February 3, 2015 — Coronary bypass graft surgery commonly used to treat patients with coronary heart disease results in improved quality of life but also costs more than another often-used less invasive technique, Christiana Care Health System researchers reported in January in the Journal of the American College of Cardiology.
Known as the ASCERT (American College of Cardiology Foundation–The Society of Thoracic Surgeons Collaboration on the Comparative Effectiveness of Revascularization Strategies) study, this research represents the first of its kind nationwide to evaluate and compare hundreds of thousands of clinical and claims data to determine both the survival benefit and overall costs of coronary artery bypass graft compared to percutaneous coronary intervention, another common surgical procedure that is also referred to as angioplasty.
The study found that patients who underwent bypass graft surgery lived longer and were able to function better and had less additional procedures than those treated with angioplasty. Researchers drew their conclusions by analyzing a widely-accepted metric known as quality-adjusted life-years.

**PROBLEM 1:** From the bypass surgery article above, extract the passage that begins at the words "Known as the" and stops after the words "as quality-adjusted life-years.".
**PROBLEM 2:**
Answer these questions on the bypass surgery article above:
(a) In which journal did the researchers report their findings?
(b) What other name is given for percutaneous coronary intervention?
(c) Which metric did the researchers analyze to reach their conclusions?
**PROBLEM 3:** Write what comes next in the bypass surgery article above, starting after its final sentence.

**LISTED ENTRIES:**
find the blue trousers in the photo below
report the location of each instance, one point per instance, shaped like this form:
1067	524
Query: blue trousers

--

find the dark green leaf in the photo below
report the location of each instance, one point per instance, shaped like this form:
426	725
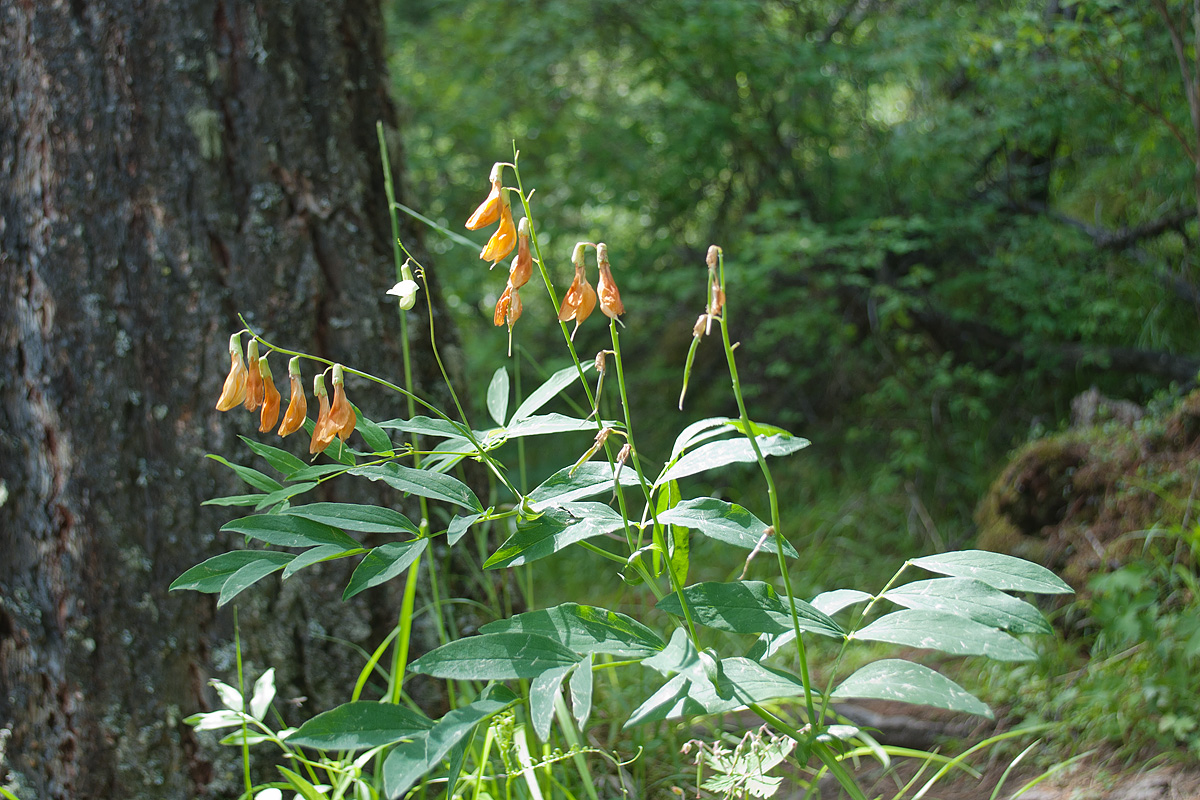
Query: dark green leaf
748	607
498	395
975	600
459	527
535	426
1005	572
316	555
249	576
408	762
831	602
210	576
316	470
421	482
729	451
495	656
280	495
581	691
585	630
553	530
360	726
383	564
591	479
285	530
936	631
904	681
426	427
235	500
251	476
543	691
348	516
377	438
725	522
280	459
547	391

...

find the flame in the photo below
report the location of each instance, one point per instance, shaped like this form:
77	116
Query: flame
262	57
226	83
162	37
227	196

**REPLY 1:**
Known as the ASCERT (American College of Cardiology Foundation–The Society of Thoracic Surgeons Collaboration on the Comparative Effectiveness of Revascularization Strategies) study, this research represents the first of its kind nationwide to evaluate and compare hundreds of thousands of clinical and claims data to determine both the survival benefit and overall costs of coronary artery bypass graft compared to percutaneous coronary intervention, another common surgical procedure that is also referred to as angioplasty.
The study found that patients who underwent bypass graft surgery lived longer and were able to function better and had less additional procedures than those treated with angioplasty. Researchers drew their conclusions by analyzing a widely-accepted metric known as quality-adjusted life-years.

**REPLY 2:**
(a) The Journal of the American College of Cardiology
(b) Angioplasty
(c) Quality-adjusted life-years

**REPLY 3:**
“While other studies have compared the costs of the two types of treatment, we wanted to probe deeper to understand the value of these procedures to patients,” said Zugui Zhang, Ph.D., a senior biostatistician and scholar at Christiana Care’s Value Institute, and lead author in the study. “Although the grafting procedure costs more, we also found that patients who underwent that procedure lived longer and had fewer additional procedures.”
Over a four-year period, the study looked at people 65 years or older with coronary heart disease in two or three of their heart vessels.
In addition to the quality of life metrics, researchers found the grafting procedure also resulted in higher costs per patient than angioplasty in three areas:
- Hospitalization was on average $10,670 more.
- Clinical care after the surgery was on average $8,145 more.
- Lifetime projected costs after the surgery were on average $11,575 more.
“Coronary heart disease affects so many of our neighbors, so our hope is to provide patients and their families with knowledge so they can make informed decisions on their health care,” Zhang said. “Through this study, we have found that coronary artery bypass grafts provide a reasonably better value to patients when compared to angioplasties.”